#### [Records supplied]
+ + + + + + +

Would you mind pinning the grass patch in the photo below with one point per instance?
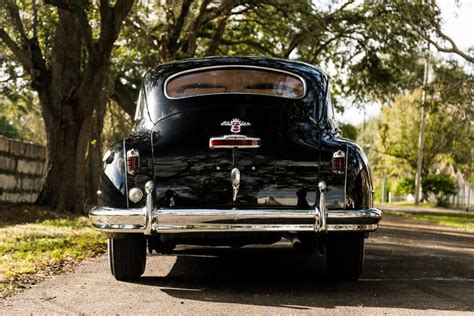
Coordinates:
(463, 221)
(31, 251)
(404, 203)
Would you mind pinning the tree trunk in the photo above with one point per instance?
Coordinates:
(73, 164)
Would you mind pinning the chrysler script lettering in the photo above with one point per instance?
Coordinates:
(235, 125)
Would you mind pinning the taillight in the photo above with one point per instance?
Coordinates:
(234, 141)
(339, 162)
(133, 161)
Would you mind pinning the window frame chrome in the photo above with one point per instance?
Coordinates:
(165, 84)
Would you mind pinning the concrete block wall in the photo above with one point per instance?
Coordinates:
(22, 166)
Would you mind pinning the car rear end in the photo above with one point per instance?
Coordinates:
(229, 153)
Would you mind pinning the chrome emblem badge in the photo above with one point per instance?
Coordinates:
(235, 180)
(235, 125)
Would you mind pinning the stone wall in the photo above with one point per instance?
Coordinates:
(21, 170)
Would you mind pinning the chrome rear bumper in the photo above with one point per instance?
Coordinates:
(149, 221)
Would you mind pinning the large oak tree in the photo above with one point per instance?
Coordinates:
(65, 47)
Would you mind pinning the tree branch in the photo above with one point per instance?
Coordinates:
(22, 55)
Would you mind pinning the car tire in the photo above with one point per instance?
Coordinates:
(345, 257)
(127, 257)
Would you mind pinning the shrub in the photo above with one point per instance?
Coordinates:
(441, 186)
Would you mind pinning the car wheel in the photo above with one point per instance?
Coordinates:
(127, 257)
(345, 257)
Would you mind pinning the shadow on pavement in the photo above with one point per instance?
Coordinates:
(406, 267)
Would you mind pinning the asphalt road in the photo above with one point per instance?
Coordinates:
(410, 269)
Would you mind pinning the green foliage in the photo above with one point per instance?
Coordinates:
(7, 129)
(46, 246)
(348, 131)
(463, 221)
(406, 186)
(441, 186)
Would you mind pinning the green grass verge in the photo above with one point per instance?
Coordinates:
(463, 221)
(31, 251)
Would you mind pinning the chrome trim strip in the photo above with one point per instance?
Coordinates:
(125, 173)
(165, 85)
(235, 137)
(115, 220)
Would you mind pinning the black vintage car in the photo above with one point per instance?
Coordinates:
(232, 151)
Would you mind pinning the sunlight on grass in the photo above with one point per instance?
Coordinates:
(43, 248)
(463, 221)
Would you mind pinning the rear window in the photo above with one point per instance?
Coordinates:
(245, 80)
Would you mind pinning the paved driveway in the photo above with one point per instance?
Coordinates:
(410, 269)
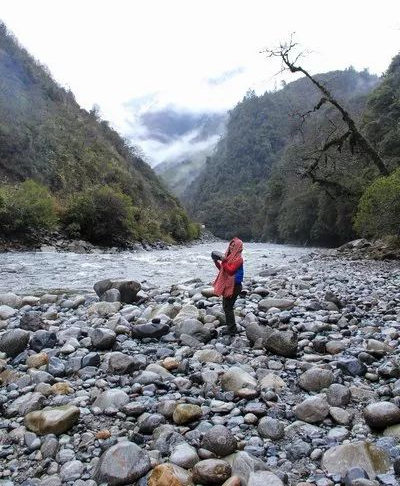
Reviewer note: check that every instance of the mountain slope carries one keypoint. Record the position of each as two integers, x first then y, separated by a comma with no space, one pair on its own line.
232,195
46,136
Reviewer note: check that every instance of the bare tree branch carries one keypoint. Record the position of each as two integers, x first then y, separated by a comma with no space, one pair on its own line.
353,135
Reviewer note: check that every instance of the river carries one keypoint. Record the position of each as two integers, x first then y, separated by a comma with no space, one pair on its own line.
38,272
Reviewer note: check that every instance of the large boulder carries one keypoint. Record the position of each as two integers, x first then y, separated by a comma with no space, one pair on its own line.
14,341
32,321
219,440
104,309
282,343
120,363
43,340
339,459
28,402
52,420
270,302
211,471
150,330
123,463
186,412
169,475
236,378
113,398
243,464
6,312
382,414
194,328
188,311
128,289
263,478
103,338
316,379
10,299
256,334
312,409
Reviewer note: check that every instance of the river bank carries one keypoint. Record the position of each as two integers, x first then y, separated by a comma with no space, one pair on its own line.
58,241
152,393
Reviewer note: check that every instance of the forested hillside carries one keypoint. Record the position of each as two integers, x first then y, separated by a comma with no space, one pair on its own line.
63,166
257,182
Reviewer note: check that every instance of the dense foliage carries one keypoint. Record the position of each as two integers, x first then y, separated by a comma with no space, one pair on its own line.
26,207
379,207
253,185
47,137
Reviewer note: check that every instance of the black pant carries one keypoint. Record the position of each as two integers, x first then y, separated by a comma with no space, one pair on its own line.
228,303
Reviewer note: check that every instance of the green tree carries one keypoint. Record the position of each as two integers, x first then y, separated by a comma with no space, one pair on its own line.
103,215
27,206
379,208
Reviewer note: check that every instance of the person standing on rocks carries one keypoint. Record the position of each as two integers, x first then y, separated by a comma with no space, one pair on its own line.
228,283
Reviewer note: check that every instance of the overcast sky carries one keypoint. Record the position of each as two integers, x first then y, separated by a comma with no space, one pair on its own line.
193,54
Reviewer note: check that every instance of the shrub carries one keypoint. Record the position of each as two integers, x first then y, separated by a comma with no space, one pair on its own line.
102,215
379,208
27,206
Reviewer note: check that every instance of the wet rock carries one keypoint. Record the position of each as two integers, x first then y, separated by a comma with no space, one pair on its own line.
52,420
381,415
312,409
316,379
211,471
220,440
283,343
14,341
123,463
339,459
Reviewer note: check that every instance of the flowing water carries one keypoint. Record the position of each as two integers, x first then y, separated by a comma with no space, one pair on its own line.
37,272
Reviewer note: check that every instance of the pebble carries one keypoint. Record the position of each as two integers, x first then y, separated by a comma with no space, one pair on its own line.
91,385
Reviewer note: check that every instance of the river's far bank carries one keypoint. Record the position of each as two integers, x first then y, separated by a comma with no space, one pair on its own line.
58,241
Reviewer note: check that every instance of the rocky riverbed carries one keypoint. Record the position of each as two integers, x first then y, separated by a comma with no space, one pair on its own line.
151,392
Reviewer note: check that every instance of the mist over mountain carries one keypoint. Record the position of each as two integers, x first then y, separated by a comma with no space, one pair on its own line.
70,165
254,186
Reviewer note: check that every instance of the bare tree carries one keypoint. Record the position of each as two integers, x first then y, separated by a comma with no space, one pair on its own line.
352,135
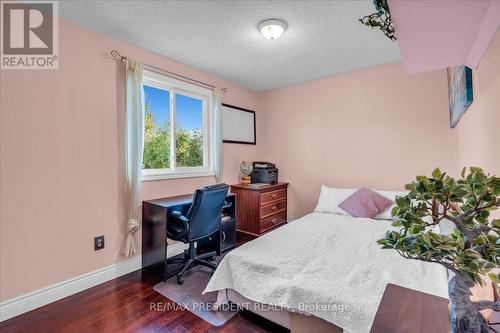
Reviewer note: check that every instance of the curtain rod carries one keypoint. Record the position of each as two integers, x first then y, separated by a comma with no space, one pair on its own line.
116,55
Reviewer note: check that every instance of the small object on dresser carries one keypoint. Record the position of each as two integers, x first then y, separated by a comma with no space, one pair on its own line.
246,170
264,172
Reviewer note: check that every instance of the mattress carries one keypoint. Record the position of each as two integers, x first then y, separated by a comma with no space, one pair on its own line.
326,265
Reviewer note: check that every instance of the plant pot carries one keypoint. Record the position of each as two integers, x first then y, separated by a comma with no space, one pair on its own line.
464,316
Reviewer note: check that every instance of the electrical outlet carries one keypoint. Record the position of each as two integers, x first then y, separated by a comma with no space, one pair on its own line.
98,243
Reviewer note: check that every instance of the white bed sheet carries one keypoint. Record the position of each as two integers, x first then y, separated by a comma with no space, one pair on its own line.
325,260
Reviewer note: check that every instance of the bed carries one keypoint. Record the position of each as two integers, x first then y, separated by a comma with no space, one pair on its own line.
324,265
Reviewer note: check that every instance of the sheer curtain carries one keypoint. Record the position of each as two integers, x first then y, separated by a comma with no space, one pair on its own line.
217,112
134,141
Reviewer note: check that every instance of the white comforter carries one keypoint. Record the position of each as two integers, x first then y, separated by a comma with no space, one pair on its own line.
325,259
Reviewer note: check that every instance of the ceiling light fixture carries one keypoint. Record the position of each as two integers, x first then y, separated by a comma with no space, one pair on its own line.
272,29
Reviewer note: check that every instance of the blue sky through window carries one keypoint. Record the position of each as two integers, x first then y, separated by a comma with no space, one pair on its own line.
189,110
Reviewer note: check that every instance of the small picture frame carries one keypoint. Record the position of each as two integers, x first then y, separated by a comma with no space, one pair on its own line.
238,125
460,92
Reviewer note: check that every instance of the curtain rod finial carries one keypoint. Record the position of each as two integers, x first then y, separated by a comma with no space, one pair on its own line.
116,55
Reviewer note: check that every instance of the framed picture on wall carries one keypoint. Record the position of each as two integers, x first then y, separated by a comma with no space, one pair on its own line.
460,92
238,125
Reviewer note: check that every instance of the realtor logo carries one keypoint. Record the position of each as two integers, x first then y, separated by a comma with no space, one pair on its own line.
29,35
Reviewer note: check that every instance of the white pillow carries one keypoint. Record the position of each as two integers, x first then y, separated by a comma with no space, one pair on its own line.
386,215
330,198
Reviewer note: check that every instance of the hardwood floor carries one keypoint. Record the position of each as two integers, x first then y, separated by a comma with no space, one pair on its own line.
123,305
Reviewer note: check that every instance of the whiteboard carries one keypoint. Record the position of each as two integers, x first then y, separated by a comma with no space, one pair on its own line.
238,125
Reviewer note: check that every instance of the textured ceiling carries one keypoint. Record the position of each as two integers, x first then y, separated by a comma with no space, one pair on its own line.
221,37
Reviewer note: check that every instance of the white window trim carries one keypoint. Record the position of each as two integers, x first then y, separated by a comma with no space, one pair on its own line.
206,95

+ + + + + + +

Restate the lines of the records exactly, starting at the first and stopping after the line with "Would you mind pinning the taillight". Leave out any picture.

#### [Problem solution]
Would you mind pinning the grass patch in the photo below with one point per instance?
Coordinates:
(463, 221)
(31, 251)
(404, 203)
Would you mind pinning the tree trunk in the photo above with one point per instance?
Coordinates:
(73, 164)
Would you mind pinning the chrysler script lettering in the photo above with one point per instance?
Coordinates:
(235, 125)
Would you mind pinning the taillight in the photo above with one point per instance?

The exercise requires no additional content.